=== Material provided ===

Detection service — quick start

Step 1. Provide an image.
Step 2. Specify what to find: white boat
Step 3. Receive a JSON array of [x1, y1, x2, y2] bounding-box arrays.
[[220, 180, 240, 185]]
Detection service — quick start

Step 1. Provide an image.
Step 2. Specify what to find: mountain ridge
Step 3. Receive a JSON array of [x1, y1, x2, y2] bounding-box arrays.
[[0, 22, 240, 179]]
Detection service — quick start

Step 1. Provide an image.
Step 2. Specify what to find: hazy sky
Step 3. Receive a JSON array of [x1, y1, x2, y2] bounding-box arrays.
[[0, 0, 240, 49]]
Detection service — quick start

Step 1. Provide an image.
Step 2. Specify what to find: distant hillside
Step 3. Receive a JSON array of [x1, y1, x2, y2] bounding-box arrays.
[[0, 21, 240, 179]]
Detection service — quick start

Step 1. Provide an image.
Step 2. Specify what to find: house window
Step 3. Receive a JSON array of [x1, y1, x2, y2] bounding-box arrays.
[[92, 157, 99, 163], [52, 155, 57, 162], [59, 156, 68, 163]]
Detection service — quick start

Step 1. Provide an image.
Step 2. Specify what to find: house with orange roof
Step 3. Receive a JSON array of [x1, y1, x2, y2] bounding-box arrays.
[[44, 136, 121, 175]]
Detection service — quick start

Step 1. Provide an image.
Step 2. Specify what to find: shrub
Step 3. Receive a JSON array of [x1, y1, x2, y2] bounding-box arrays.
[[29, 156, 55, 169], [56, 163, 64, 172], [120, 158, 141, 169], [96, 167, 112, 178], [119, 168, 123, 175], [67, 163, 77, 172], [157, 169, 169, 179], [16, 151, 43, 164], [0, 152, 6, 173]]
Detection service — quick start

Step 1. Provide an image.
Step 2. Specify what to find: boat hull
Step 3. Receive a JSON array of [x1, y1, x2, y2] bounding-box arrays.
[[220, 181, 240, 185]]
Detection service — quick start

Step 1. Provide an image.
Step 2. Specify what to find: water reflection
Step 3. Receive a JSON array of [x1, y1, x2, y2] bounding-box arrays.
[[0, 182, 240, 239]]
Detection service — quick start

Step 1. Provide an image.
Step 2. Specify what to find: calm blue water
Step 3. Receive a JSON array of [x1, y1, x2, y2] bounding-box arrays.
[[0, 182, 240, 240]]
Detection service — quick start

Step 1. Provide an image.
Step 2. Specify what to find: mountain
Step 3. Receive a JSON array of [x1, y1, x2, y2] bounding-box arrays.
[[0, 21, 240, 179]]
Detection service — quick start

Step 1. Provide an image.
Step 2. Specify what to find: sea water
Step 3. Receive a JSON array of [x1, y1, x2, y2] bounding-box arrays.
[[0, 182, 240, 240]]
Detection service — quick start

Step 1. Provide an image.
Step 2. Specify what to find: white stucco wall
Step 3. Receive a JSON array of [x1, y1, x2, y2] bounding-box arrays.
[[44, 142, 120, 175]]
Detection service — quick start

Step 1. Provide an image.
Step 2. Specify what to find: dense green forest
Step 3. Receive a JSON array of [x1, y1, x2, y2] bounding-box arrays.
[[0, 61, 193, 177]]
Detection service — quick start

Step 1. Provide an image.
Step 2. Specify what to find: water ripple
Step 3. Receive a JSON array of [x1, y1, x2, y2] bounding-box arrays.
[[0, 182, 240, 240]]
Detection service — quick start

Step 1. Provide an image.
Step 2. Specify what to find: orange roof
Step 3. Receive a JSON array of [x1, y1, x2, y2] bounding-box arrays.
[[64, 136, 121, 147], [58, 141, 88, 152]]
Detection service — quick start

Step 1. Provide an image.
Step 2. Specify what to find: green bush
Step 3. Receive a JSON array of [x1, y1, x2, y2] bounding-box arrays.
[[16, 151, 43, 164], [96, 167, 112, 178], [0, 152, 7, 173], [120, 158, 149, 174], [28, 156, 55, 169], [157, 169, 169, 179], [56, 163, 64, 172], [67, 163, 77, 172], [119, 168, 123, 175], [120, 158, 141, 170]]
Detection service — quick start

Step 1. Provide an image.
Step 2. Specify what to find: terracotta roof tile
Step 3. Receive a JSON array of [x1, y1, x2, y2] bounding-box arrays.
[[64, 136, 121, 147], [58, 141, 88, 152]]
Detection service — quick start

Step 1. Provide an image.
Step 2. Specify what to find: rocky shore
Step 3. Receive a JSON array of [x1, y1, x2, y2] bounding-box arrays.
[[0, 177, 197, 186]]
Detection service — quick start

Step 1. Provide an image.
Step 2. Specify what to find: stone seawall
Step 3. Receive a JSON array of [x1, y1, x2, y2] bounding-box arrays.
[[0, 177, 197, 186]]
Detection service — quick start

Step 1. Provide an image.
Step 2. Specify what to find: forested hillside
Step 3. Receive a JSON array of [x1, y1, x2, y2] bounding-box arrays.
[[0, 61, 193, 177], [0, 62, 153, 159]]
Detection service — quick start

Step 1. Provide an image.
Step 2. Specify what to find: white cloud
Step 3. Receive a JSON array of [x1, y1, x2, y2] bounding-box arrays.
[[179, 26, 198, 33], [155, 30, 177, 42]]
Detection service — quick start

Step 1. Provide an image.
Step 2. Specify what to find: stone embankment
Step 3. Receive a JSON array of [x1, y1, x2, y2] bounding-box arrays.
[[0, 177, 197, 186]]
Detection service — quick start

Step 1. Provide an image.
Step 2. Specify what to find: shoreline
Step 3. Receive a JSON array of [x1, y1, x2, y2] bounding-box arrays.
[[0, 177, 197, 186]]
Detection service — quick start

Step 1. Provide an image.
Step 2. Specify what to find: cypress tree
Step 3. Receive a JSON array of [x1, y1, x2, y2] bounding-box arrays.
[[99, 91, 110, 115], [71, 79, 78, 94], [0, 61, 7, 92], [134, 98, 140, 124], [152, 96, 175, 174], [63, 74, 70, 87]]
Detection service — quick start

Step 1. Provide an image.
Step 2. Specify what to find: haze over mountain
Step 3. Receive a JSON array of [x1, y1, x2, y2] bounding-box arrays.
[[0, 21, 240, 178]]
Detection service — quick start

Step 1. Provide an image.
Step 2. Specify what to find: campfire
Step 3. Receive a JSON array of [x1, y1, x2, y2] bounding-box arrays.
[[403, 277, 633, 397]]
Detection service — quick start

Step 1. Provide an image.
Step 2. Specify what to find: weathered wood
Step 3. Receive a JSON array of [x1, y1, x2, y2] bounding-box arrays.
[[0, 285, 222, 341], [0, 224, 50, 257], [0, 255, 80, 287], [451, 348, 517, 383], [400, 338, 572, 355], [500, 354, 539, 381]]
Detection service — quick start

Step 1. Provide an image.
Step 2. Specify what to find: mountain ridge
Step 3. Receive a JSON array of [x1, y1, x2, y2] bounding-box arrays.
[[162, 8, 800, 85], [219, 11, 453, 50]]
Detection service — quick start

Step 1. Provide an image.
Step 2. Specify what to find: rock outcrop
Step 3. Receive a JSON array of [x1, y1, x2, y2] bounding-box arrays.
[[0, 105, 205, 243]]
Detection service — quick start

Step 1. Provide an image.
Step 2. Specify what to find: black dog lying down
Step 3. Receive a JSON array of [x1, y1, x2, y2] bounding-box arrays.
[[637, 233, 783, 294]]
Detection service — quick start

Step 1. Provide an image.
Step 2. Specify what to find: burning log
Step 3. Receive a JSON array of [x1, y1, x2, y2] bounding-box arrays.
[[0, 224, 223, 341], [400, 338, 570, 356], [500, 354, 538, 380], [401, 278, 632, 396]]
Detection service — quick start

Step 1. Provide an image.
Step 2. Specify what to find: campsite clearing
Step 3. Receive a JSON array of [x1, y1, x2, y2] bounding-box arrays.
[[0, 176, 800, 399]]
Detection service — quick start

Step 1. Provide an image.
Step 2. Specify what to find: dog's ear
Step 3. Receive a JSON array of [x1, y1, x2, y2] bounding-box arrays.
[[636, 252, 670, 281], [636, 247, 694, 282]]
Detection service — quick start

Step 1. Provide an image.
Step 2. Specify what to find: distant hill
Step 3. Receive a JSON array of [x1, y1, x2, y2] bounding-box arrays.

===

◆ **Exercise prompt**:
Begin at the first line of the entries and stop after the line that contains "[[44, 136, 121, 175]]". Rewrite those lines, changing "hazy sky" to "clear sky" and leaving everything else as it is.

◆ **Task output**:
Detection service — quick start

Step 1. Provide an image.
Step 2. Specify what to find: white boat
Step 3. Receive a JSON array of [x1, y1, x2, y2] bounding-box arrays.
[[220, 180, 240, 185]]
Detection service — quick start

Step 1. Provide an image.
Step 2. Specify what to find: mountain ridge
Step 3. Receive a JSON array of [x1, y1, x2, y2] bounding-box arrays.
[[0, 22, 240, 179]]
Detection service — quick start

Step 1. Provide an image.
Step 2. Specify what to find: clear sky
Step 3. Receive a JSON array of [x1, y1, x2, y2] bounding-box arrays.
[[0, 0, 240, 49]]
Detection service — quick start

Step 1. Provide an image.
Step 2. Specify what to find: distant hillside
Step 3. Receive a JSON array of [x1, y1, x2, y2] bounding-box arrays.
[[0, 21, 240, 179]]
Detection service — quick start

Step 1. Provide an image.
Step 2. Specify what to find: house window
Step 3. Receive a JSON array of [x1, y1, x2, y2] bounding-box arrays.
[[92, 157, 99, 163], [52, 155, 57, 162], [59, 156, 68, 163]]
Detection service — quick start

Step 1. Provide an image.
Step 2. Specify what to find: house with orange roof
Step 3. Receive a JSON array of [x1, y1, x2, y2] bounding-box arrays.
[[44, 136, 121, 175]]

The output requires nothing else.